The exercise: From the records below, pick out and copy every line that has the word "cliff" in it.

Exercise material:
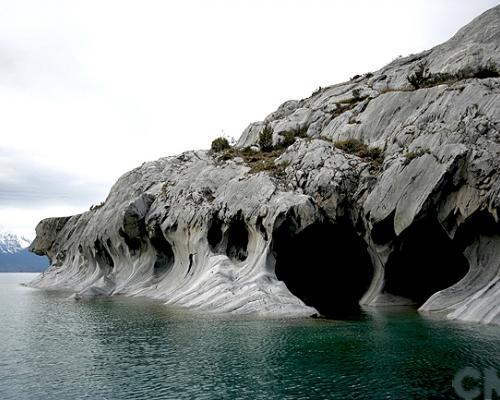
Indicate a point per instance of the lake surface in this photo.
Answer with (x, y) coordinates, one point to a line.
(52, 347)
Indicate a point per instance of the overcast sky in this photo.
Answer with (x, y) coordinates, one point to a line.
(91, 89)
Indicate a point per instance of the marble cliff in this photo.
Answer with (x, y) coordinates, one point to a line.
(384, 190)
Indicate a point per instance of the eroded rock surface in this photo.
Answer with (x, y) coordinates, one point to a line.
(318, 229)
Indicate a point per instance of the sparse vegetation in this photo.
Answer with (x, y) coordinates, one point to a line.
(266, 138)
(418, 77)
(289, 137)
(220, 144)
(411, 155)
(258, 161)
(317, 91)
(360, 149)
(96, 206)
(422, 77)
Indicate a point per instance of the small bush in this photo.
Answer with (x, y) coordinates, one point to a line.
(418, 77)
(220, 144)
(423, 78)
(317, 91)
(289, 137)
(358, 148)
(266, 139)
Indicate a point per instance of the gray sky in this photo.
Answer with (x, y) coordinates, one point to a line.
(91, 89)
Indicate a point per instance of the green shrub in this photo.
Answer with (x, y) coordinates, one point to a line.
(358, 148)
(421, 77)
(289, 137)
(266, 138)
(220, 144)
(317, 91)
(418, 77)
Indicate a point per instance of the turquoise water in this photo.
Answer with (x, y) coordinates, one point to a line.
(121, 348)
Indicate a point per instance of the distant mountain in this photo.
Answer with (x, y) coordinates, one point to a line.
(15, 257)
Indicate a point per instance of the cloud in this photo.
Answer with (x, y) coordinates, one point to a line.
(27, 183)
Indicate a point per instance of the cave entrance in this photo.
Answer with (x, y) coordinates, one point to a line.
(426, 261)
(237, 239)
(164, 252)
(326, 265)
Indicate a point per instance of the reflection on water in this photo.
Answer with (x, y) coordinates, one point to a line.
(120, 348)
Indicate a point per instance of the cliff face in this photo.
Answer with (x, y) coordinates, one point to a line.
(389, 194)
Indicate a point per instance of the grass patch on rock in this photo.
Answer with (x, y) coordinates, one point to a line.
(356, 147)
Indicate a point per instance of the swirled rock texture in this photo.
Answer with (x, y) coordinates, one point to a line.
(381, 191)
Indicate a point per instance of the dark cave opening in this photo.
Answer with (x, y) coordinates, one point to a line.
(326, 265)
(426, 261)
(237, 239)
(214, 235)
(102, 255)
(164, 252)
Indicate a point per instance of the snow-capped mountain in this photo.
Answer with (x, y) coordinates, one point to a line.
(15, 256)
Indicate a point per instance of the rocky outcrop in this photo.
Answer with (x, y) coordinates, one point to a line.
(389, 194)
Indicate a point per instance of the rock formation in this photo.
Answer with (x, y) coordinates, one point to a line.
(379, 191)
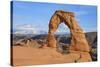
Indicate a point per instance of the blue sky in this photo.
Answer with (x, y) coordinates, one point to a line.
(34, 17)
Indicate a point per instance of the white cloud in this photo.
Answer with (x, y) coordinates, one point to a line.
(25, 29)
(78, 13)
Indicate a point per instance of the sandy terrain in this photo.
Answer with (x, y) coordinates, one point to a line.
(31, 56)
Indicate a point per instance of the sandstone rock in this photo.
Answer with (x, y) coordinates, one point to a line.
(78, 39)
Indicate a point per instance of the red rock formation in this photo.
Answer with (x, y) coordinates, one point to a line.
(78, 39)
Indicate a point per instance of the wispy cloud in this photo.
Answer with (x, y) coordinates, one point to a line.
(79, 13)
(25, 29)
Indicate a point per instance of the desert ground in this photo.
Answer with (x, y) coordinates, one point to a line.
(31, 53)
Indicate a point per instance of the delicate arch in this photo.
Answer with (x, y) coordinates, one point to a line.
(78, 39)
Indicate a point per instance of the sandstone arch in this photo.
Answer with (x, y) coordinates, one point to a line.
(78, 39)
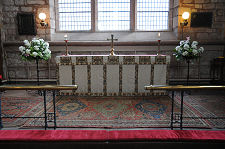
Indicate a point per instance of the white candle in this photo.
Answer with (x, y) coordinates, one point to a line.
(159, 35)
(65, 36)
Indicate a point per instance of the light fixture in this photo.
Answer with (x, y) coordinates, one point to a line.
(185, 17)
(42, 16)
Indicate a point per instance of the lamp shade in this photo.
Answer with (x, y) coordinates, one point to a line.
(42, 16)
(185, 15)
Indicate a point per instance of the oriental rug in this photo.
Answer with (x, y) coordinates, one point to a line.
(128, 112)
(115, 112)
(19, 107)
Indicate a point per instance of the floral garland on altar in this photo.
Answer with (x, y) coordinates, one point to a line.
(35, 49)
(188, 50)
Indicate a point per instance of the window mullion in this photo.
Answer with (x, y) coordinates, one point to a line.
(133, 18)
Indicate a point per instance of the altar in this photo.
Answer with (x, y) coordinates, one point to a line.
(119, 75)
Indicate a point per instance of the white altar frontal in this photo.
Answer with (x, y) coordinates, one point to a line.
(120, 75)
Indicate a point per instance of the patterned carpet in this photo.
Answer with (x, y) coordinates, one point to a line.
(119, 112)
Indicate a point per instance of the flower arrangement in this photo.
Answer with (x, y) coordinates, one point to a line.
(35, 49)
(188, 50)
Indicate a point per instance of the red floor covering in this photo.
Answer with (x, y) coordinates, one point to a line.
(111, 135)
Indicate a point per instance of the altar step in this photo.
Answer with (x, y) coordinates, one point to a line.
(131, 139)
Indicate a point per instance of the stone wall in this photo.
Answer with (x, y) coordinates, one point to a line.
(217, 7)
(1, 48)
(212, 39)
(10, 10)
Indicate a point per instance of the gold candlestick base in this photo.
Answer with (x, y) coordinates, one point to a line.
(112, 52)
(67, 52)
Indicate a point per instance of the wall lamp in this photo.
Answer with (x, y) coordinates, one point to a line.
(42, 17)
(185, 17)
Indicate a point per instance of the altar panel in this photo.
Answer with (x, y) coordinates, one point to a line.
(144, 77)
(128, 79)
(97, 79)
(81, 78)
(68, 79)
(122, 75)
(112, 79)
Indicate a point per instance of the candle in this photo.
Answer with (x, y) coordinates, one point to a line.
(65, 36)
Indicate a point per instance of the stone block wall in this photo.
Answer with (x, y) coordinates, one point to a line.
(10, 10)
(217, 7)
(208, 38)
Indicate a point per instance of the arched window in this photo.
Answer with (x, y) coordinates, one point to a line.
(112, 15)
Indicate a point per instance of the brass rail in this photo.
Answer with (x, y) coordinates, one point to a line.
(181, 87)
(45, 87)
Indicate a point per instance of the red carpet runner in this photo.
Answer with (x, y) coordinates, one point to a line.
(111, 135)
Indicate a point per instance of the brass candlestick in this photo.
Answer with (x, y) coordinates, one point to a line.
(158, 52)
(112, 45)
(66, 41)
(67, 53)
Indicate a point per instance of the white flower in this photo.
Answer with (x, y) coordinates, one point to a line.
(178, 48)
(27, 51)
(181, 43)
(26, 43)
(195, 52)
(201, 49)
(186, 46)
(34, 54)
(185, 53)
(42, 40)
(22, 48)
(194, 43)
(46, 44)
(40, 54)
(193, 46)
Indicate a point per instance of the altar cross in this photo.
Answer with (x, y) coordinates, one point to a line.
(112, 44)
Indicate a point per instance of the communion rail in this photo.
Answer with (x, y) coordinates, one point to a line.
(175, 118)
(178, 117)
(42, 90)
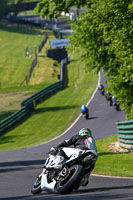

Response:
Indicate a point per instance of the marble cliff in this photo.
Indicate a point per instance of the cliff face in this photo.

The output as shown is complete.